--- start TASK MATERIAL ---
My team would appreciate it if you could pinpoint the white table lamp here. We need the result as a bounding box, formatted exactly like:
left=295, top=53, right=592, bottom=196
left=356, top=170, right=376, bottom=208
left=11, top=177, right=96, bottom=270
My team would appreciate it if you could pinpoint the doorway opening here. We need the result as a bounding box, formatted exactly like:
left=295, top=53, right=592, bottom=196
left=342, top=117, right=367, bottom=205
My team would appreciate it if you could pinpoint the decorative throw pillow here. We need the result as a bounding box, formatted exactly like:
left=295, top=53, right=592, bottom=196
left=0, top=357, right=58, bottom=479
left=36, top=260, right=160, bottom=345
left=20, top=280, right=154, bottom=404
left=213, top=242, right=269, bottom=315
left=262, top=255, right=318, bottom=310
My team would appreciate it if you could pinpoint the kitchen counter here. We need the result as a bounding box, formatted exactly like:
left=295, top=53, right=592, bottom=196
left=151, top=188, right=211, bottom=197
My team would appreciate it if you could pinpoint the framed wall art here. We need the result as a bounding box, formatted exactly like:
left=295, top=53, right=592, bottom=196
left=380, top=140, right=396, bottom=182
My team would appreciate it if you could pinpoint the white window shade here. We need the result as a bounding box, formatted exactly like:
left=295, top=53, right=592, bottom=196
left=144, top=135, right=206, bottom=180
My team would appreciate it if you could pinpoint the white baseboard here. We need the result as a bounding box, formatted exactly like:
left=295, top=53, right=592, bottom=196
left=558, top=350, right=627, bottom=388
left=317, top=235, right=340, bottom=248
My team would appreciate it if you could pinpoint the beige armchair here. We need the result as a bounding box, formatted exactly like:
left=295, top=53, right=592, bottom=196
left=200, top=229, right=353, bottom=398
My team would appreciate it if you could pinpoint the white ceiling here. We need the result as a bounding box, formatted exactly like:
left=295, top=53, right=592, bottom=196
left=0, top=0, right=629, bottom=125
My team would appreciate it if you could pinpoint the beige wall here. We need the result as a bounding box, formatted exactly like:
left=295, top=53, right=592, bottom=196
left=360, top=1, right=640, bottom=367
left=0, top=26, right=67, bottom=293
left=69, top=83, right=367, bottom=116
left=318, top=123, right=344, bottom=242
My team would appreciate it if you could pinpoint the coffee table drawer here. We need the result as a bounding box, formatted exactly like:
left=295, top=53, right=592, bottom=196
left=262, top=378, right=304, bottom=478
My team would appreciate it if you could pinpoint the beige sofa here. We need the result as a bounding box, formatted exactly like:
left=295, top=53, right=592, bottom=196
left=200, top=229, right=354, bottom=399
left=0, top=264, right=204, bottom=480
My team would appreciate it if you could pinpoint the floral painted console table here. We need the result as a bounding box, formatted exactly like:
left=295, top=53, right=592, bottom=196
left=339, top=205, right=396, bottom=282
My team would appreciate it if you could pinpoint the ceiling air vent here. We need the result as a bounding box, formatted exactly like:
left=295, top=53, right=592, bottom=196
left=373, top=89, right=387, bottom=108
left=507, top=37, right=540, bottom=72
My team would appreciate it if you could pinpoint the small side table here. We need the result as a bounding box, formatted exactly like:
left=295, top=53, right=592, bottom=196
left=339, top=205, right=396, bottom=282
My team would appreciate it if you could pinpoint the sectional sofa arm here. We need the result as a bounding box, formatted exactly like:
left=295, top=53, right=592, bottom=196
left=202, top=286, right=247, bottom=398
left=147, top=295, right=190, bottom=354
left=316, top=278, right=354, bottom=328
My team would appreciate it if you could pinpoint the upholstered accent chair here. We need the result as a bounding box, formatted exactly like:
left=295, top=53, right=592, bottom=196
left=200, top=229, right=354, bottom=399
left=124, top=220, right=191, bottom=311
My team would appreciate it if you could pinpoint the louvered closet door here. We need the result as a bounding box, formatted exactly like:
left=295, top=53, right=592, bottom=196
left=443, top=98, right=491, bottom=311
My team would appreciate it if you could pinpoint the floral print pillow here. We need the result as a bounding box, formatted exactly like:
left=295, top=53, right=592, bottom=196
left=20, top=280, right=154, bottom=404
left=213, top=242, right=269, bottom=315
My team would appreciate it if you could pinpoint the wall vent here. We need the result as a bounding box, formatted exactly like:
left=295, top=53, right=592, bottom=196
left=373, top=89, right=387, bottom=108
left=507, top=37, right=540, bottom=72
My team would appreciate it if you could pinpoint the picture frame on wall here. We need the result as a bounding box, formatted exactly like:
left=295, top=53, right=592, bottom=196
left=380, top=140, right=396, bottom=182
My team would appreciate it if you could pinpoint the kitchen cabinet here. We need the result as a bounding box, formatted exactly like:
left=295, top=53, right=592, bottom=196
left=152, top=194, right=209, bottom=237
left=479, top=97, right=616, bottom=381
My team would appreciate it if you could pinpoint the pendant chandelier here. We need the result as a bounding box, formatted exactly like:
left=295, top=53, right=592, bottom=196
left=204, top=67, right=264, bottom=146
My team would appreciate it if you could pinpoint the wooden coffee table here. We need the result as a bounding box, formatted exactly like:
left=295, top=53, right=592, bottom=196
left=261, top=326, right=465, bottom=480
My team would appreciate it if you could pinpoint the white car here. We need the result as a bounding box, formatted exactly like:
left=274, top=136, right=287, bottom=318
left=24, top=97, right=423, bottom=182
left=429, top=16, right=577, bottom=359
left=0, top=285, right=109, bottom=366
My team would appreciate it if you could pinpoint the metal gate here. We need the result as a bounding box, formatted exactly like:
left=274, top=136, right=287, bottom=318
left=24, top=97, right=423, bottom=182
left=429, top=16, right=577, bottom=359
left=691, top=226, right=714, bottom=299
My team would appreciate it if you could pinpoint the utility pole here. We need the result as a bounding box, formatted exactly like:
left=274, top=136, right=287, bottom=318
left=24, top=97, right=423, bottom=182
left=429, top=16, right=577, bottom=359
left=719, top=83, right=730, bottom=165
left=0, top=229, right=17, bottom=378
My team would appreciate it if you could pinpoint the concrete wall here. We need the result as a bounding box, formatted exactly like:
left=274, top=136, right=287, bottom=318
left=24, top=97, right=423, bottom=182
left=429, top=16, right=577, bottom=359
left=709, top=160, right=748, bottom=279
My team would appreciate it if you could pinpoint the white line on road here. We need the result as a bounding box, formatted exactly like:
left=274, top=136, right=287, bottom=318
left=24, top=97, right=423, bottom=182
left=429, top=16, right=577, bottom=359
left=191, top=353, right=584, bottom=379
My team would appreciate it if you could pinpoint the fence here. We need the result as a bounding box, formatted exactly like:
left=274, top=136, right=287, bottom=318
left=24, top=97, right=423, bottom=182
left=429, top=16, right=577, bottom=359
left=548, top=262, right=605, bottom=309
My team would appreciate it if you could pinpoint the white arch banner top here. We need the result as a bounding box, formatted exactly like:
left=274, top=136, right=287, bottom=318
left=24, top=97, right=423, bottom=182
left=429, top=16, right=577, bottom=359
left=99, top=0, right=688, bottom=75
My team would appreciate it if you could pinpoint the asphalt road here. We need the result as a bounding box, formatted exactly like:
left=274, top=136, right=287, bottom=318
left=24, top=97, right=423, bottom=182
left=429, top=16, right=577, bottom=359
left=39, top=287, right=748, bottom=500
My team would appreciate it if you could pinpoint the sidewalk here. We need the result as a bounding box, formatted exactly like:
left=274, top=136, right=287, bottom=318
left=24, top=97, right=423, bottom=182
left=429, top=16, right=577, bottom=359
--- end TASK MATERIAL ---
* **WHAT YOU SHOULD DO**: Rewrite all of the rows above as a numbered list, omitting any blank lines.

* **RESULT BELOW**:
1. My team would appreciate it if you could pinpoint the white table lamp here. We need the result as a bounding box, formatted exactly like:
2. left=295, top=53, right=592, bottom=196
3. left=356, top=170, right=376, bottom=208
4. left=11, top=177, right=96, bottom=270
5. My team would appreciate it if you could pinpoint the doorway opening here. We need the result as a bounding box, formatted exactly like:
6. left=295, top=53, right=592, bottom=196
7. left=342, top=117, right=367, bottom=205
8. My team would appreciate it if you could pinpoint the decorative throw pillow here. We need the result as a bounding box, formatted exactly like:
9. left=295, top=53, right=592, bottom=196
10. left=0, top=357, right=58, bottom=479
11. left=36, top=260, right=160, bottom=345
12. left=20, top=280, right=154, bottom=404
13. left=213, top=242, right=269, bottom=315
14. left=262, top=255, right=318, bottom=310
15. My team would appreciate it if you could pinpoint the kitchen counter here. We need the result as a bounding box, formatted exactly like:
16. left=295, top=53, right=592, bottom=196
17. left=151, top=188, right=211, bottom=197
18. My team would appreciate it if you could pinpoint the framed wall art here. We need the result as a bounding box, formatted exactly like:
19. left=295, top=53, right=592, bottom=196
20. left=380, top=140, right=396, bottom=182
21. My team would appreciate it if you could pinpoint the white window shade here. We need the result as a bounding box, formatted exactly like:
22. left=295, top=53, right=592, bottom=196
23. left=144, top=135, right=206, bottom=180
24. My team would appreciate it if you could pinpoint the white baseboard here. We need the result as a bounding box, formatted exactly like:
25. left=295, top=53, right=592, bottom=196
26. left=558, top=350, right=627, bottom=388
27. left=317, top=235, right=340, bottom=248
28. My team would appreciate it if you could pinpoint the beige armchair here. We need the result as a bounding box, formatted exactly like:
29. left=295, top=53, right=592, bottom=196
30. left=200, top=229, right=353, bottom=398
31. My team would appreciate it if you could pinpoint the white ceiling here. We need the result as a bounding box, formatted exactly like:
32. left=295, top=53, right=592, bottom=196
33. left=0, top=0, right=629, bottom=125
34. My team would appreciate it if you could pinpoint the beige wall here. We need the result as a bounding box, formatted exactly like:
35. left=295, top=53, right=592, bottom=196
36. left=360, top=1, right=640, bottom=367
37. left=0, top=26, right=67, bottom=293
38. left=69, top=83, right=367, bottom=116
39. left=318, top=123, right=344, bottom=242
40. My team would appreciate it if you could pinpoint the coffee table drawer here. We need the result as a bounding box, formatted exactly like:
41. left=295, top=53, right=592, bottom=196
42. left=262, top=378, right=304, bottom=478
43. My team would appreciate it if you could pinpoint the beige sofa here. We need the result as a bounding box, formatted exactly like:
44. left=295, top=53, right=592, bottom=196
45. left=200, top=229, right=354, bottom=399
46. left=0, top=264, right=204, bottom=480
47. My team would appreciate it if you could pinpoint the floral painted console table here. We need the result as a bounding box, formatted exactly like:
48. left=295, top=53, right=592, bottom=196
49. left=339, top=205, right=396, bottom=282
50. My team would appreciate it if you could pinpoint the ceiling air vent here. We need the result as a bounding box, formatted exactly like:
51. left=295, top=53, right=592, bottom=196
52. left=373, top=89, right=387, bottom=108
53. left=507, top=37, right=540, bottom=72
54. My team would appreciate it if you could pinpoint the small side table here. We need the result as a bounding box, formatted exactly like:
55. left=295, top=53, right=592, bottom=196
56. left=339, top=205, right=396, bottom=282
57. My team would appreciate it if you could pinpoint the sectional sofa arm here. We need the result as a bounding box, formatted exactly like:
58. left=295, top=53, right=592, bottom=196
59. left=202, top=286, right=247, bottom=398
60. left=147, top=295, right=190, bottom=354
61. left=316, top=278, right=354, bottom=328
62. My team would appreciate it if you could pinpoint the upholstered accent chair here. We need the result as a bounding box, formatted exactly like:
63. left=295, top=53, right=592, bottom=196
64. left=200, top=229, right=354, bottom=399
65. left=124, top=220, right=191, bottom=311
66. My team would appreciate it if you could pinpoint the louvered closet door here. We need the result as a bounding box, formatted exactly like:
67. left=295, top=53, right=592, bottom=196
68. left=443, top=98, right=491, bottom=311
69. My team would appreciate it if you could pinpoint the floral print pillow here. We need the result as a bounding box, formatted exactly like:
70. left=295, top=53, right=592, bottom=196
71. left=20, top=280, right=154, bottom=404
72. left=213, top=242, right=269, bottom=315
73. My team would appreciate it if you could pinpoint the wall vent here. We need the result as a bounding box, formatted exactly like:
74. left=295, top=53, right=592, bottom=196
75. left=373, top=89, right=387, bottom=108
76. left=507, top=37, right=540, bottom=72
77. My team would appreciate it if you could pinpoint the picture frame on wall here. We need the result as a bounding box, formatted exactly like:
78. left=295, top=53, right=592, bottom=196
79. left=380, top=140, right=396, bottom=182
80. My team would appreciate it if you could pinpoint the kitchen cabinet here. We need the result as a bounding box, formatted exactly like:
81. left=295, top=53, right=592, bottom=196
82. left=152, top=194, right=209, bottom=237
83. left=479, top=97, right=616, bottom=381
84. My team would appreciate it if you could pinpoint the pendant chandelier here. We need the result as a bounding box, formatted exactly like:
85. left=295, top=53, right=592, bottom=196
86. left=204, top=67, right=264, bottom=146
87. My team would appreciate it if you could pinpoint the wooden coffee table here. We need the result as a bounding box, formatted exactly like:
88. left=295, top=53, right=592, bottom=196
89. left=261, top=326, right=465, bottom=480
90. My team would appreciate it if you could pinpoint the white car here. We need the result as a bounding box, formatted exactly like:
91. left=274, top=136, right=287, bottom=318
92. left=24, top=97, right=423, bottom=182
93. left=429, top=16, right=577, bottom=359
94. left=0, top=285, right=109, bottom=366
95. My team would appreciate it if you could pinpoint the metal gate here. We need the result as a bounding box, formatted exactly like:
96. left=274, top=136, right=287, bottom=318
97. left=24, top=97, right=423, bottom=182
98. left=429, top=16, right=577, bottom=359
99. left=691, top=226, right=714, bottom=299
100. My team would appreciate it if you could pinpoint the utility pole here. We need the result as a bounding box, formatted exactly like:
101. left=274, top=136, right=287, bottom=318
102. left=24, top=97, right=423, bottom=182
103. left=429, top=16, right=577, bottom=359
104. left=719, top=83, right=730, bottom=165
105. left=0, top=229, right=17, bottom=378
106. My team would appreciate it if you could pinpoint the concrete wall here. We need the result as a bounding box, formatted exactly like:
107. left=274, top=136, right=287, bottom=318
108. left=24, top=97, right=423, bottom=182
109. left=429, top=16, right=577, bottom=359
110. left=709, top=160, right=748, bottom=279
111. My team would appreciate it if you could pinpoint the white line on road here. We need the result as a bounding box, formatted exactly like:
112. left=274, top=136, right=287, bottom=318
113. left=24, top=97, right=423, bottom=182
114. left=429, top=16, right=577, bottom=359
115. left=191, top=353, right=584, bottom=379
116. My team would appreciate it if you could pinpoint the fence here. We need the result as a bounding box, formatted exactly like:
117. left=274, top=136, right=287, bottom=318
118. left=24, top=97, right=423, bottom=182
119. left=429, top=16, right=577, bottom=359
120. left=548, top=262, right=605, bottom=309
121. My team would appreciate it if you could pinpoint the white arch banner top here. We need the result as a bounding box, formatted exactly like:
122. left=274, top=136, right=287, bottom=318
123. left=24, top=97, right=423, bottom=182
124. left=429, top=16, right=577, bottom=359
125. left=99, top=0, right=688, bottom=75
126. My team would appreciate it if you could pinpoint the asphalt road here. We need the result as a bounding box, formatted exactly like:
127. left=274, top=136, right=287, bottom=318
128. left=24, top=97, right=423, bottom=182
129. left=429, top=16, right=577, bottom=359
130. left=39, top=287, right=748, bottom=500
131. My team would appreciate it if you could pinpoint the sidewalk here. We need the result as a bounding box, formatted exactly like:
132. left=274, top=136, right=287, bottom=318
133. left=24, top=97, right=423, bottom=182
134. left=429, top=16, right=577, bottom=359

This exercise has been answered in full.